A sequence of records

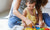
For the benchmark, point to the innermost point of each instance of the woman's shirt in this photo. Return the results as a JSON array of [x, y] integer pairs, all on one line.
[[21, 7]]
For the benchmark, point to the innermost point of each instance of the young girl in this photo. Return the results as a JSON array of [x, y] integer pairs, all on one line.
[[30, 12]]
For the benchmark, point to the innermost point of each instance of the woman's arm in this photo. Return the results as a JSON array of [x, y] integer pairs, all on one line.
[[40, 14], [15, 10]]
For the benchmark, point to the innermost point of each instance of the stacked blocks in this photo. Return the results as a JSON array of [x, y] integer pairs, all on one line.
[[36, 28]]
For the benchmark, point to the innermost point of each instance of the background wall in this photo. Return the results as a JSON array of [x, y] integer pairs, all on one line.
[[5, 5]]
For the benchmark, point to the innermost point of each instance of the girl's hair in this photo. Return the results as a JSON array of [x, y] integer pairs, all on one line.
[[30, 1], [40, 3]]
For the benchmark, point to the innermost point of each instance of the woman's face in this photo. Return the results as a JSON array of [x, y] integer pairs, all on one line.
[[30, 6]]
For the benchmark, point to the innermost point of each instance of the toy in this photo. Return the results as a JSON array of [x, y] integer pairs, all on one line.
[[34, 29], [46, 28], [28, 29]]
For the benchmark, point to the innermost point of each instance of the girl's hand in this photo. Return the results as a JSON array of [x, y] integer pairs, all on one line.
[[28, 22], [41, 23]]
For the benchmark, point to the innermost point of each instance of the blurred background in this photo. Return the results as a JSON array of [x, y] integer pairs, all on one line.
[[5, 6]]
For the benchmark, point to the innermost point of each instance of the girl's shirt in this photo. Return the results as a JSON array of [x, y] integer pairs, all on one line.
[[31, 17]]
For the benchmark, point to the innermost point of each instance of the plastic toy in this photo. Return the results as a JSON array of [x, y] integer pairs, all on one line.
[[34, 29], [46, 28], [28, 29], [37, 28]]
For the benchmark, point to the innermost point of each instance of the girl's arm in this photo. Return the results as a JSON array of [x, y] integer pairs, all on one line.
[[24, 12], [16, 12]]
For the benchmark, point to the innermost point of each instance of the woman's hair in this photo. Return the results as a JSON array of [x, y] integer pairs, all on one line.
[[40, 3], [30, 1]]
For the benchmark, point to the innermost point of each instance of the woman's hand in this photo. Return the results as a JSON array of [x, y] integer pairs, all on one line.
[[41, 23], [28, 22]]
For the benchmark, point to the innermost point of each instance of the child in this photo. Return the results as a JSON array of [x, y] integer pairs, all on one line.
[[30, 12]]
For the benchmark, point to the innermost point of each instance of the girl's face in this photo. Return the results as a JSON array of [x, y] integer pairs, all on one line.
[[30, 6]]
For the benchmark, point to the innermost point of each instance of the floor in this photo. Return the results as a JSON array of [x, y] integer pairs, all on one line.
[[4, 24]]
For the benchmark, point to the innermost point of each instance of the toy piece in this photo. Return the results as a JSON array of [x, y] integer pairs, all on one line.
[[46, 29], [34, 29], [28, 29], [41, 29]]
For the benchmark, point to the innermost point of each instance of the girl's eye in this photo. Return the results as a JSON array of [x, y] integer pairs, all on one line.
[[29, 6]]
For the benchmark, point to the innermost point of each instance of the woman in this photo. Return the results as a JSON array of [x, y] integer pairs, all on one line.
[[16, 12]]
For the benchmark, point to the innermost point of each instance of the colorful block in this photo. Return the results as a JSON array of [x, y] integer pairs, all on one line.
[[28, 29]]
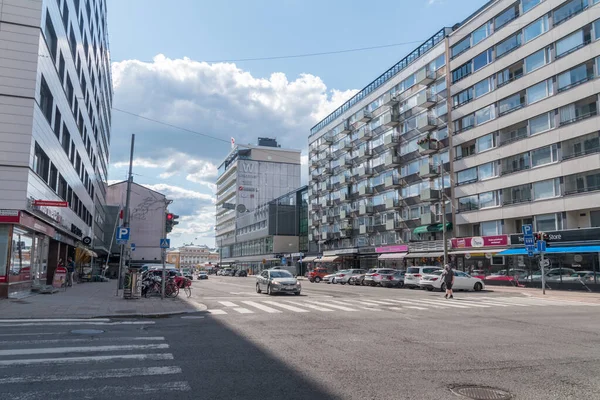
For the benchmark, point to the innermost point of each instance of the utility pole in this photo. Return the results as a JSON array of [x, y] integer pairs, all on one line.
[[126, 211]]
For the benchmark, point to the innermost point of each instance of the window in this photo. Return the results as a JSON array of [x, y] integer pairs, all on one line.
[[548, 222], [539, 91], [482, 60], [50, 35], [508, 45], [569, 43], [487, 171], [490, 228], [546, 189], [482, 87], [46, 100], [535, 29], [485, 114], [480, 33], [41, 163], [467, 176], [544, 155], [536, 60], [485, 142], [529, 4], [541, 123]]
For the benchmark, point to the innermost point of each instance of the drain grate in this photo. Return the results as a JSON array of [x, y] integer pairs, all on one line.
[[481, 393]]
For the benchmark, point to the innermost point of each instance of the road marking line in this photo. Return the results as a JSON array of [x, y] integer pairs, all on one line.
[[243, 310], [261, 307], [78, 360], [332, 305], [105, 391], [110, 373], [217, 312], [63, 350], [285, 306], [228, 304]]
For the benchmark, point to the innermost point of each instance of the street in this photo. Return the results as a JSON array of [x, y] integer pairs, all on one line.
[[332, 342]]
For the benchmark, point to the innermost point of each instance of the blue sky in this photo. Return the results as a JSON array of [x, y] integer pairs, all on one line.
[[244, 99]]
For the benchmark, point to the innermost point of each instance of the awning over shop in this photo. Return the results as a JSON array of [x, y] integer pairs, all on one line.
[[328, 259], [475, 250], [432, 228], [392, 256], [554, 250], [433, 254]]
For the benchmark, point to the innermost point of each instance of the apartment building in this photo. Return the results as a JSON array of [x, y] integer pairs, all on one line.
[[376, 167], [250, 176], [525, 129], [55, 102]]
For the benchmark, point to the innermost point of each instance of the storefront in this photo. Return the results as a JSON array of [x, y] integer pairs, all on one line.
[[392, 256], [479, 255]]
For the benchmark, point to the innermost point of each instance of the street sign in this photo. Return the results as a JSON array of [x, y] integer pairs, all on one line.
[[541, 245], [123, 233]]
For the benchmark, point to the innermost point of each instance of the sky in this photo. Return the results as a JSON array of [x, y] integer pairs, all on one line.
[[184, 86]]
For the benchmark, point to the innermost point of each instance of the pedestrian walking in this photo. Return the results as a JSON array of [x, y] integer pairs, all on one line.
[[448, 276]]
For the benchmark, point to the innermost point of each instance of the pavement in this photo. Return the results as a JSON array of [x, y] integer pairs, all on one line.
[[332, 342], [93, 300]]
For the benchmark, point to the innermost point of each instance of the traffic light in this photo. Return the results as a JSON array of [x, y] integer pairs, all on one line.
[[170, 221]]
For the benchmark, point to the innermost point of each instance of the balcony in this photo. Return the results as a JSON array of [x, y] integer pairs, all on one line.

**What is required:** Copy everything from the line containing "the girl's arm" down to the line containing "[[126, 211]]", and change "in this photo" to "in this image" wherever it appears, leaving all else unchanged. Leave the pictures out of your answer.

**Solution to the problem:**
For the benchmark, point to the innermost point of each instance of the girl's arm in this image. Return the results as a JSON array of [x, y] integer pairs, all on one line.
[[24, 12], [16, 12]]
For the benchmark, point to the innermost point of each instance of the woman's hair in this image. Return the results as a JSON array of [x, y] integer pairs, all on one line.
[[40, 3], [30, 1]]
For the benchmark, point to the innermost point of each instance of the woman's hand in this image. Return the results as a JSON array of [x, y] integer pairs, all on one line.
[[41, 23], [28, 22]]
For the benchmark, point to the innermost point of each instance of the child in this image. Return the results as a JSON array of [x, y] integer pairs, all on one line.
[[30, 12]]
For the benchmark, point to the innermost point of each instance of the girl's face in this image. Return the results as a JSON array of [x, y] integer pairs, all on one line.
[[30, 6]]
For the benchmark, point to the innermost point of each instance of the floor in this image. Return the results as a JSON array of [x, y] integer pairs, all on one line.
[[4, 24]]
For the benchmark, point to the innermost point of each instance of the toy piece in this image. Return the results as a JSON array of [x, y] integer pairs, all on one line.
[[46, 29], [34, 29], [28, 29], [41, 29]]
For the benchmark, point to the innermost point of each instance of the girl's eye in this image. Return the results as a JSON array of [x, y] integer pairs, all on one line.
[[29, 6]]
For the benchmark, point to the innermost point of each instance of the woman in this image. Return the results as a JSON array of [x, y] integer pairs, all on one line.
[[16, 12]]
For the benchmark, point to the innermost point of each instance of the colorful block in this image. Return the results as a JSON array of [x, y] integer pairs, all on one line.
[[28, 29]]
For the benchmark, point to the innermost point of each instance of the utility pole in this image. Return the results as a JSON array of [x, y] integer pairs, all on one line.
[[126, 211]]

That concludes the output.